Written task A:
Answer these questions from the article on the Benchmark deal:
(i) Which two rivals did Nakasone try, without success, to team up with before the Benchmark deal?
(ii) Which Benchmark general partner is quoted?
(iii) Which two e-commerce ventures are named as Benchmark successes?
Written task B: Retype the part of the article on the Benchmark deal that opens with the words containing "But what was" and closes with "money and connections.".

Text:
After aborted attempts to team up with rivals - namely Toysmart.com and Brainplay.com - in April Nakasone hit paydirt: a deal with Benchmark Capital to help fund and build its new online business operation. In announcing the deal, Nakasone called it a major step in the company's strategy "to be the clear leader in the online retail market for toys and children's products by fourth quarter 1999."

But what was heralded in early spring as a precedent-setting arrangement - matching retailing's old guard with the e-commerce-savvy venture community - unraveled last week. In the postmortem, both sides are pointing fingers. People close to Toys allege Benchmark wanted too large a stake in the Toysrus.com business. Those on the VC side maintain Toys management was naive to think it wouldn't have to relinquish part of the business in exchange for Benchmark money and connections.

The partnership fell apart because the two sides couldn't agree on who would own the Internet venture, confirms Benchmark general partner Robert Kagle. "We imagined that it would be an independent company that could be capitalized independently," he says. "At some level, that was inconsistent with Toys "R" Us shareholders' interests."

The breakdown of the relationship is a costly one for both parties involved. Benchmark, which has enjoyed a string of successful e-commerce ventures from eBay (EBAY) to Ariba, is now saddled with a high-profile failure. When the two companies announced the partnership in April, Benchmark hailed it as the first in a new type of alliance that would enable traditional corporations to tap into the magic of Silicon Valley's entrepreneurialism. But Kagle now says that for such partnerships to work, companies need to be willing to relinquish some control and give venture capitalists a shot at "unlimited potential returns." He adds that Benchmark is evaluating several such ventures.

[Point-based annotation data]
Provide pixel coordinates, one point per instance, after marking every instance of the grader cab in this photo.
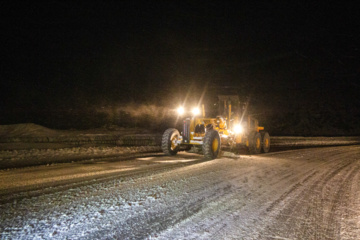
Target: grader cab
(229, 130)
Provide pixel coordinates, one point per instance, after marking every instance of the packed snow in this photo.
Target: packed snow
(107, 191)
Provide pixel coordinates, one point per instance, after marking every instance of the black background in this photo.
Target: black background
(82, 64)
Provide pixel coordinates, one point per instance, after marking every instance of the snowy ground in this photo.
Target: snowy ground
(23, 145)
(297, 194)
(308, 193)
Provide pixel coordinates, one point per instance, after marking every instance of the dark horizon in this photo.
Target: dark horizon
(292, 59)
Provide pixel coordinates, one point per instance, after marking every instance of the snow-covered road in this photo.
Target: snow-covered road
(297, 194)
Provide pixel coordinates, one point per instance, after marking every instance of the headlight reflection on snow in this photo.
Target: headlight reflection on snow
(159, 160)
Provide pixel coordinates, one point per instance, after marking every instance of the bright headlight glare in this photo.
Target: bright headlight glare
(238, 128)
(180, 110)
(195, 111)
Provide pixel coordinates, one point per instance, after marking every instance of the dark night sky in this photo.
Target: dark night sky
(63, 54)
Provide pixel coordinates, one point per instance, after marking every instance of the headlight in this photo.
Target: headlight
(238, 129)
(180, 110)
(195, 111)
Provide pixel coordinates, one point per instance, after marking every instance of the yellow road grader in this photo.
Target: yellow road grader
(232, 130)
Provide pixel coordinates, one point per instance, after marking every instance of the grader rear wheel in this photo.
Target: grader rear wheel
(265, 142)
(254, 143)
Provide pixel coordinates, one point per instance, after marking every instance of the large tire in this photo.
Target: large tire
(169, 143)
(212, 144)
(265, 142)
(254, 143)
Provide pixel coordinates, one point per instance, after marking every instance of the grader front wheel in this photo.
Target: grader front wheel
(169, 143)
(212, 144)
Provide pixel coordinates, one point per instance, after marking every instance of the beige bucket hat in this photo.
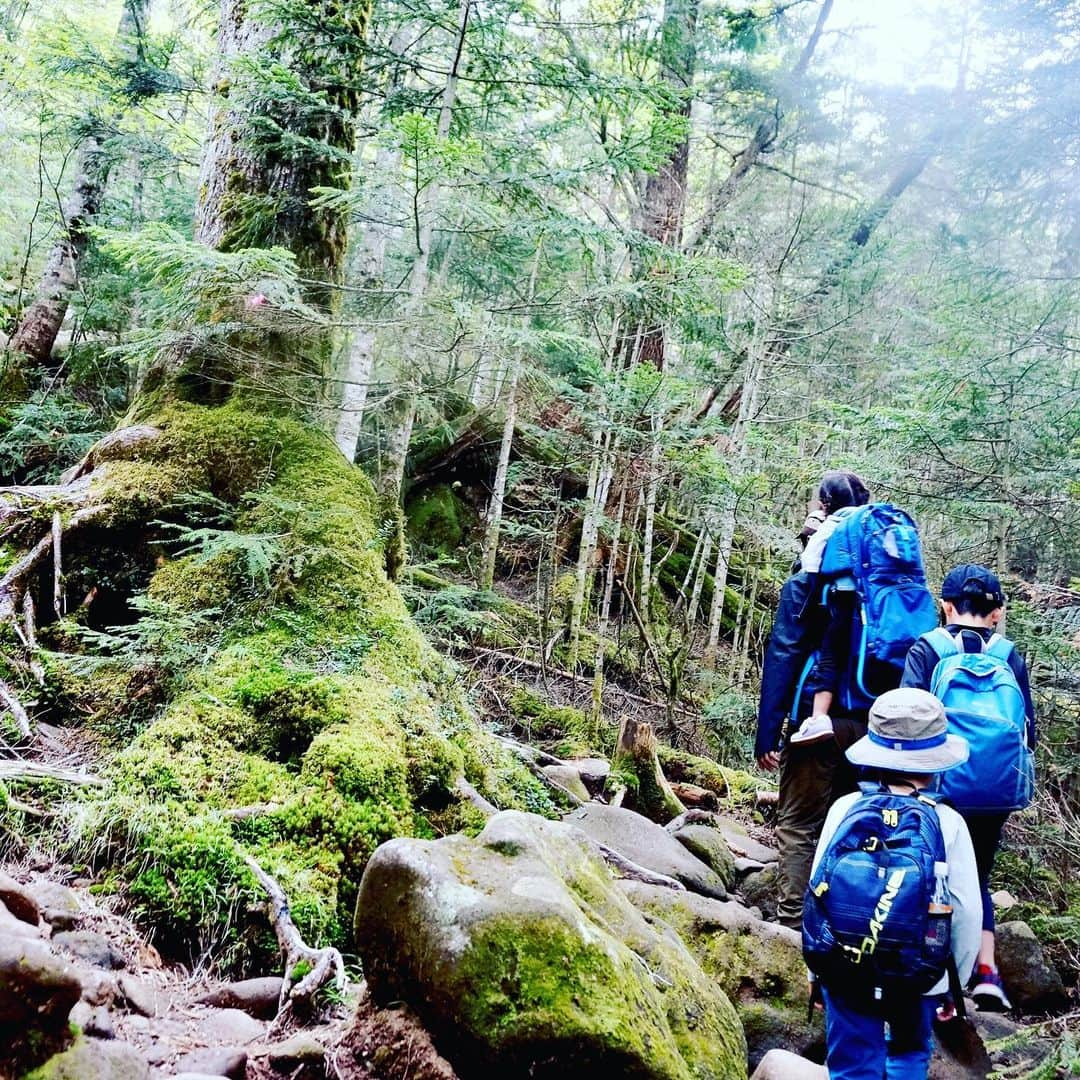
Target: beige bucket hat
(907, 733)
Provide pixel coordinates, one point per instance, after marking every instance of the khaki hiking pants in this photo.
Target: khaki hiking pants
(811, 779)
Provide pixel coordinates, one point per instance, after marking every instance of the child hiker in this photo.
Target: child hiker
(892, 912)
(983, 682)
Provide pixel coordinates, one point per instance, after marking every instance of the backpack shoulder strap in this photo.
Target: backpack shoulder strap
(943, 643)
(999, 647)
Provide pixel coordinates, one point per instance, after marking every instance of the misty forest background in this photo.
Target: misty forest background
(593, 292)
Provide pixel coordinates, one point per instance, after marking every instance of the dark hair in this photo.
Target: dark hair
(973, 589)
(839, 489)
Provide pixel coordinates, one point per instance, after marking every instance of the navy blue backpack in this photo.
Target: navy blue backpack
(875, 550)
(984, 704)
(867, 927)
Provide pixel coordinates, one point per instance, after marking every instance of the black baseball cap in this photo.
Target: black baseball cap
(972, 580)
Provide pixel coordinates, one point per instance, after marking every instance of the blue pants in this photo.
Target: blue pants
(856, 1048)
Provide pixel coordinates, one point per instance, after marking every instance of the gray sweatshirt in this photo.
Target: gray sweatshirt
(962, 882)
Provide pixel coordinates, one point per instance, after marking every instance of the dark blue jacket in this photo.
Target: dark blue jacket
(797, 631)
(922, 659)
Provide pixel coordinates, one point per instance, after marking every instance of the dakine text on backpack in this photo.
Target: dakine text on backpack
(877, 919)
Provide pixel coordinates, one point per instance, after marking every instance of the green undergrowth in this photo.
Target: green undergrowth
(568, 731)
(308, 696)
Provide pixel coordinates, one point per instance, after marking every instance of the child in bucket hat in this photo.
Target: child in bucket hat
(973, 602)
(906, 745)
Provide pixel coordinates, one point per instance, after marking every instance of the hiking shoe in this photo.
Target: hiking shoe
(946, 1009)
(988, 991)
(815, 729)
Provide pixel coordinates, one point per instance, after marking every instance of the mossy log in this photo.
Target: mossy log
(636, 767)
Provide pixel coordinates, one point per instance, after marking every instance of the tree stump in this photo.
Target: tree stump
(635, 766)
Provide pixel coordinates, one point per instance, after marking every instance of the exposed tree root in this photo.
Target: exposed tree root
(69, 502)
(322, 963)
(110, 446)
(529, 759)
(14, 706)
(628, 868)
(623, 866)
(636, 755)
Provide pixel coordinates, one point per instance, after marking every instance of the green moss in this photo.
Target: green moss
(316, 694)
(437, 521)
(760, 972)
(528, 985)
(574, 733)
(733, 785)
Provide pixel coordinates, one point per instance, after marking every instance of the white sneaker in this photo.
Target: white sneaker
(814, 729)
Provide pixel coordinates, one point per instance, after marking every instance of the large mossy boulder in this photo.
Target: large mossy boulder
(518, 950)
(292, 678)
(757, 964)
(1031, 982)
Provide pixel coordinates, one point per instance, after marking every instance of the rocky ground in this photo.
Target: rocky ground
(520, 949)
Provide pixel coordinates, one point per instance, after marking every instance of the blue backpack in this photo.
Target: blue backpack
(984, 704)
(867, 926)
(876, 551)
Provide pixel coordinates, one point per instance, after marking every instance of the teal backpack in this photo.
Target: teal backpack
(984, 704)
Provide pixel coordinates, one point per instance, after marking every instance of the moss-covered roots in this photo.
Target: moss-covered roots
(286, 676)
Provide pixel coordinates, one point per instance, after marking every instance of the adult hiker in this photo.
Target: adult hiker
(893, 909)
(983, 682)
(806, 773)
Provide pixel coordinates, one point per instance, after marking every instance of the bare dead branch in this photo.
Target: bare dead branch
(57, 568)
(14, 706)
(324, 963)
(471, 795)
(31, 772)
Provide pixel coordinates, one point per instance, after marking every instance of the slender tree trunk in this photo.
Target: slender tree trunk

Full solution A:
(i) Toysmart.com and Brainplay.com
(ii) Robert Kagle
(iii) eBay and Ariba

Full solution B:
But what was heralded in early spring as a precedent-setting arrangement - matching retailing's old guard with the e-commerce-savvy venture community - unraveled last week. In the postmortem, both sides are pointing fingers. People close to Toys allege Benchmark wanted too large a stake in the Toysrus.com business. Those on the VC side maintain Toys management was naive to think it wouldn't have to relinquish part of the business in exchange for Benchmark money and connections.